— What to do —
A word-for-word copy of the entries, with the images left out, is what you should write.

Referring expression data
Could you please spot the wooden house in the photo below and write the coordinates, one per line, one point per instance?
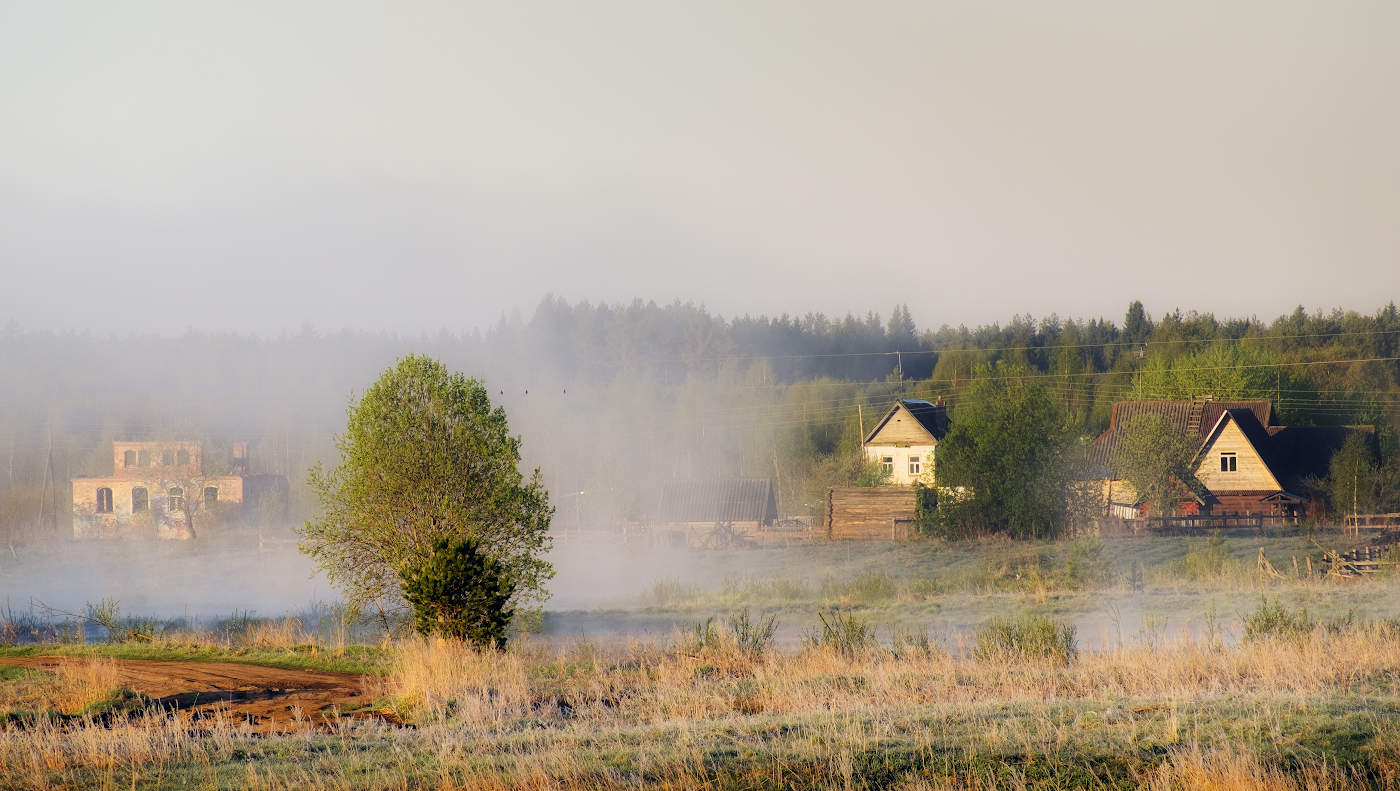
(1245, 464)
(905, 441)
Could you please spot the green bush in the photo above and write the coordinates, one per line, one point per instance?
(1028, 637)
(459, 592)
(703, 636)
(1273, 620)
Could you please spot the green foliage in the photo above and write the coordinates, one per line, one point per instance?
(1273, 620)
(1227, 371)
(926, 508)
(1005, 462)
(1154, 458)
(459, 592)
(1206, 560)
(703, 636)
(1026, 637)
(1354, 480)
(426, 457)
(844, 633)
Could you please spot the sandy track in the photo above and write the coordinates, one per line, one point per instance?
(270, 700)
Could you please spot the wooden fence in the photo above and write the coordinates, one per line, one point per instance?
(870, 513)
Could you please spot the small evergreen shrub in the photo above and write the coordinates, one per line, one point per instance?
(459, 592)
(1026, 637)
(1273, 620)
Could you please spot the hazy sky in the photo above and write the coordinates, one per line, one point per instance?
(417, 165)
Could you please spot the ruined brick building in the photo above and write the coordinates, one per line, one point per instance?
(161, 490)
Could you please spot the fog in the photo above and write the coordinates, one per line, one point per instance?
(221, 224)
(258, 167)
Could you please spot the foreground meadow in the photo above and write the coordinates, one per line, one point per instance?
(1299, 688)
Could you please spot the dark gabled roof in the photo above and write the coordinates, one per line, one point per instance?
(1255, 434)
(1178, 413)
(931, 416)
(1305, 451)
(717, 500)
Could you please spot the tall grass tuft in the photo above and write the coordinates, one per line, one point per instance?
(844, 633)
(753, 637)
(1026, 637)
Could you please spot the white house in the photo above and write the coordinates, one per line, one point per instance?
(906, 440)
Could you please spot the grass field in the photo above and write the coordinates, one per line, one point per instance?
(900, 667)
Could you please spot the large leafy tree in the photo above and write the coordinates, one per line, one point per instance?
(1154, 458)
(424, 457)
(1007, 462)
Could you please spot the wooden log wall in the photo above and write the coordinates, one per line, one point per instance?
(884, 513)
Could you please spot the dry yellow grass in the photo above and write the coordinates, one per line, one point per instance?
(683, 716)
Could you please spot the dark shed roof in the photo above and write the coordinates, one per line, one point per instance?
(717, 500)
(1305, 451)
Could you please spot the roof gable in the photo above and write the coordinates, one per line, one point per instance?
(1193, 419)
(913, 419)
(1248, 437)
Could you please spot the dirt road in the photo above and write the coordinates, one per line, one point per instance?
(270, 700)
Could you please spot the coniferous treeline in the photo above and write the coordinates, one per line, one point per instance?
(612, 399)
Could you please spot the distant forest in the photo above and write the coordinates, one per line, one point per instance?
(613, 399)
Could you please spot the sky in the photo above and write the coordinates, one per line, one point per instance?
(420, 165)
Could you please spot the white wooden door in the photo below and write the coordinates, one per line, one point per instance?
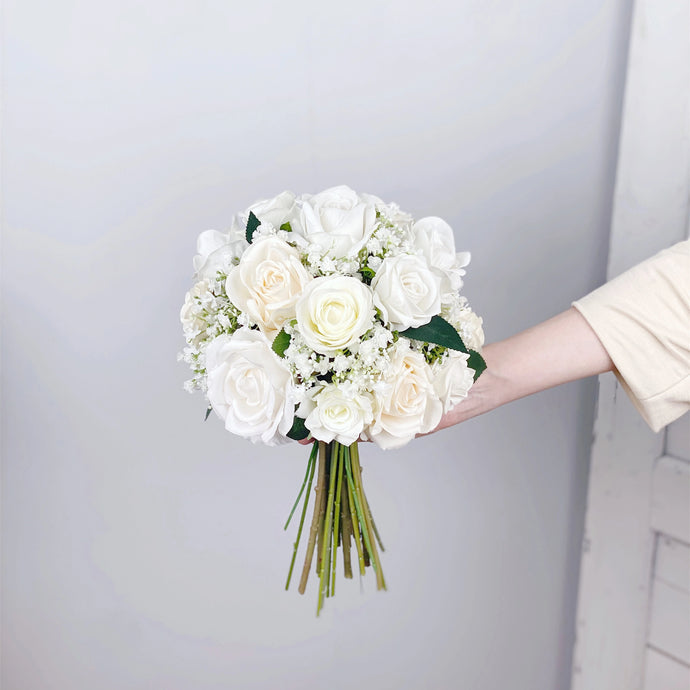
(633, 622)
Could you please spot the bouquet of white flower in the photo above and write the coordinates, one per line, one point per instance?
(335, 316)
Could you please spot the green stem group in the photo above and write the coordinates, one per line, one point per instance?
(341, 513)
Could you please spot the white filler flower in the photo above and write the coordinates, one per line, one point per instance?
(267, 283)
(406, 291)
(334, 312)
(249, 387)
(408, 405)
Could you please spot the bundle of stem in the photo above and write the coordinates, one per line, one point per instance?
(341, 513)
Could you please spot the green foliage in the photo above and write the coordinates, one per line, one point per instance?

— Solution for this problem —
Could you please spot the wooden house in the photo below and write the coordinates, one per line, one point per instance?
(1245, 464)
(905, 441)
Could you please spot the green bush in the photo above and write the coordinates, one per line, one point per instance?
(1028, 637)
(459, 592)
(703, 636)
(1273, 620)
Could you please spot the green foliage in the photo above and write the coordinates, one per line, one point per instance?
(1273, 620)
(1227, 371)
(926, 508)
(1005, 462)
(1154, 458)
(459, 592)
(1206, 560)
(703, 636)
(1026, 637)
(1354, 480)
(426, 457)
(844, 633)
Could you please spot the sandy track in the photo above and write the coordinates, one per line, one point per instance?
(270, 700)
Could you please spot the wooden fence in the photo above and write the coordinates, one per line, one point per instance?
(870, 513)
Could you please spot the small evergreen shrub in the photo above and write the coordinates, one per line, one point per instance?
(459, 592)
(1026, 637)
(1273, 620)
Could you please spot the hazy sky in the photo above and write the coordinates, one per line, one point per instance?
(417, 165)
Could you please spot the ruined brick building in the photo above and write the coordinates, one per line, one point per instance?
(161, 490)
Could you please spot the fog in the photo above and write the coordinates, one per line, one point per instance?
(221, 224)
(258, 167)
Could you please spot the foreground meadow in the photo above and write the coordinates, one per line, one point per instance?
(1299, 688)
Could you please spot the dark gabled roof in the photo above and write the coordinates, one per line, one point per instance?
(1255, 434)
(1178, 413)
(931, 416)
(1305, 451)
(717, 500)
Could you please spot the tall grass tuft in the photo above and write the coordinates, one per line, one point per instance?
(844, 633)
(753, 637)
(1026, 637)
Could you please spot the white house in the photo above and write the coordinates, one per line, one point per instance?
(906, 440)
Could you please spot the grass field in the photo above and write the coordinates, one per line, one point per instance?
(900, 667)
Could you please spot the large leafy tree in the photo above and write the coordinates, one per line, one point per instance?
(1154, 458)
(424, 457)
(1007, 462)
Could you please spot the wooden log wall in the photo above and write the coordinates, one per line, one point per instance?
(884, 513)
Could you please spot the dry yellow grass in the photo above and write the coordinates, one per line, one point per instance?
(683, 716)
Could you please spot the dark shed roof in the photo above and write the coordinates, one per line, one point per instance?
(717, 500)
(1305, 451)
Could you please spot the roof gable in the photo above and write the coordinates, one per line, one point per instance?
(1193, 419)
(913, 419)
(1248, 437)
Could you please spot the dirt road in the photo above and write the coordinates, one per line, one point per instance?
(270, 700)
Could you please spot the coniferous treeline in the photo above and write the coordinates, one per line, one point per instance?
(612, 399)
Could you please spot the distant forest in the photo above and write the coordinates, one per line, one point per instance?
(613, 399)
Could you please spot the sky in the photo above and write the coordinates, one per line, one point per instance?
(420, 165)
Could you please spot the white wooden door in the photo below and write the coordinates, one per line, one point per instance?
(633, 622)
Could you please spot the bouquet of white flower in the photo above and write the coordinates, one per line, one point per instance?
(335, 316)
Could you please spot the green stem group in the photo above and write the coordinates, one per line, one point per instance?
(341, 513)
Could you please spot the white filler flower in the photo above and write the coordinates, one per line, one point per instance?
(267, 283)
(406, 291)
(334, 312)
(249, 387)
(408, 405)
Could you please spot the bundle of stem in the photo above and write the coordinates, one per line, one point per instance?
(341, 513)
Could you please spot the green foliage in the photo above and write the coordinates, one per line, one point per instance?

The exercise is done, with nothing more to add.